- _What the exercise asks_: Write out every line of the entries below word for word, leaving out the pictures.

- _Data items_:
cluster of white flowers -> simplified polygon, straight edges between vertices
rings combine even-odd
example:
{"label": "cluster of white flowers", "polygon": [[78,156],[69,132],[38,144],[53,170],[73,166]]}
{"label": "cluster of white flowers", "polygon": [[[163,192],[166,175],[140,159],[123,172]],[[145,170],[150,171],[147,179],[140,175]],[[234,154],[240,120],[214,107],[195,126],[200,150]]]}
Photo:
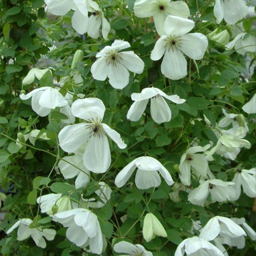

- _Output of the exercise_:
cluster of white flowers -> simplified polygon, straight edges between vertices
rings combine even-odd
example:
{"label": "cluster of white flowers", "polygon": [[78,156],[69,132],[38,144],[53,170],[73,166]]}
{"label": "cluster of white flowers", "polygon": [[[163,192],[166,175],[140,159],[123,172]],[[145,170],[150,171],[147,179],[140,175]],[[234,154],[240,120],[214,107],[195,126],[200,150]]]}
Photo:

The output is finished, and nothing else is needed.